TASK DESCRIPTION: Rewrite all of the data below, putting "Reference Card" in place of each "Model Card" and keeping everything else the same.

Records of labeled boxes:
□ □ □

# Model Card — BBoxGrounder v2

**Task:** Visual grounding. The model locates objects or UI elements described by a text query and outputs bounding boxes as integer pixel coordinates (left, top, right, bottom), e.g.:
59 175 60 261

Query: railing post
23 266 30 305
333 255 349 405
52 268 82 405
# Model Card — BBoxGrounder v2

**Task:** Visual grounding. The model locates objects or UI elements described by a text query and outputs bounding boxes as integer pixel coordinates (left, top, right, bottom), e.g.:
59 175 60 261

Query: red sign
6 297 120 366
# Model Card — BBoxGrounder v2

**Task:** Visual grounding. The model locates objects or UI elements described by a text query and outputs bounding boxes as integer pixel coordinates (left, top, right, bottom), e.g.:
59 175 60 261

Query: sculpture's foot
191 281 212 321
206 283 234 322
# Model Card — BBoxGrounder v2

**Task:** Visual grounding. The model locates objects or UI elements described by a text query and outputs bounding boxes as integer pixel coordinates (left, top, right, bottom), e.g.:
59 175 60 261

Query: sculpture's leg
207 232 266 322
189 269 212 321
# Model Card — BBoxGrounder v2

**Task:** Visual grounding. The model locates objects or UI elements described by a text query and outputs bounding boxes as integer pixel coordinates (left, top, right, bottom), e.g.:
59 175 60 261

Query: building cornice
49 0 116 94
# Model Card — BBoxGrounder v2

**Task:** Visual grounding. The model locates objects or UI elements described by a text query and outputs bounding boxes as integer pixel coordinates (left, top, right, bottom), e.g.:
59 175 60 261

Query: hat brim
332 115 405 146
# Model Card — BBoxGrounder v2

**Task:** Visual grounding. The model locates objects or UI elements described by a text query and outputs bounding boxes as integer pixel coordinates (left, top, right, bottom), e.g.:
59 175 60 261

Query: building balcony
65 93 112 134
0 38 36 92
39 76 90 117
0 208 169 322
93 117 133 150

□ □ □

SOLUTION FOR THIS TASK:
# Reference Card — BBoxGrounder v2

**Task:** Visual grounding. The model locates objects or UI elements described by a text query and outputs bounding boxes as integer pixel coordinates (left, top, right, bottom), e.g.:
59 175 60 261

Query: railing post
23 266 30 305
333 255 349 405
52 268 82 405
# Reference Card — BBoxGrounder v2

**Task:** Visual grounding. The model locates objects or UI elements described by a text query and outputs bounding boxes as integer pixel coordinates (left, top, right, bottom), e.g.:
59 175 60 261

Query: red sign
6 297 120 366
# Reference Card — BBoxGrounder v2

**Task:** Visual grounding. The model locates objects or UI elements described by a text query and outputs bounding boxes as integer pixel coordinates (left, top, right, bottom), e.g.:
59 175 60 261

Query: sculpture's foot
191 281 212 321
206 283 234 322
# Reference Card — BBoxGrounder v2

**Task:** Visual grounding. The model locates objects or UI elements described by a text query and outputs bounding boxes as integer pixel coordinates (left, top, right, bottom), e.g.:
59 175 60 261

Query: sculpture's leg
207 232 266 322
189 269 212 321
# Reference Card — BBoxGrounder v2

**Task:** Visual grounding. The model locates objects or UI elements described by a text query and outputs bounding boxes as integer pixel coordinates (left, top, right, bottom), e.g.:
59 175 60 261

Query: building cornice
49 0 116 94
# Reference Card — BBoxGrounder v2

**Task:** Visual grounding. The model locates objects or UI elements described by a text query and outputs bounding boxes as integer pixel coordinates (left, top, right, bottom), e.g.:
59 175 60 261

Query: hat brim
332 115 405 146
# Reference Card — BBoxGrounder v2

**Task:** Visual grounding. The model locates objects or UI elements described by a text query and outputs bounding boxes as integer pixel coordinates (left, top, right, bottom), e.g.:
59 175 60 261

Query: building balcony
65 93 112 134
0 38 36 92
39 76 90 117
0 208 169 322
93 117 133 150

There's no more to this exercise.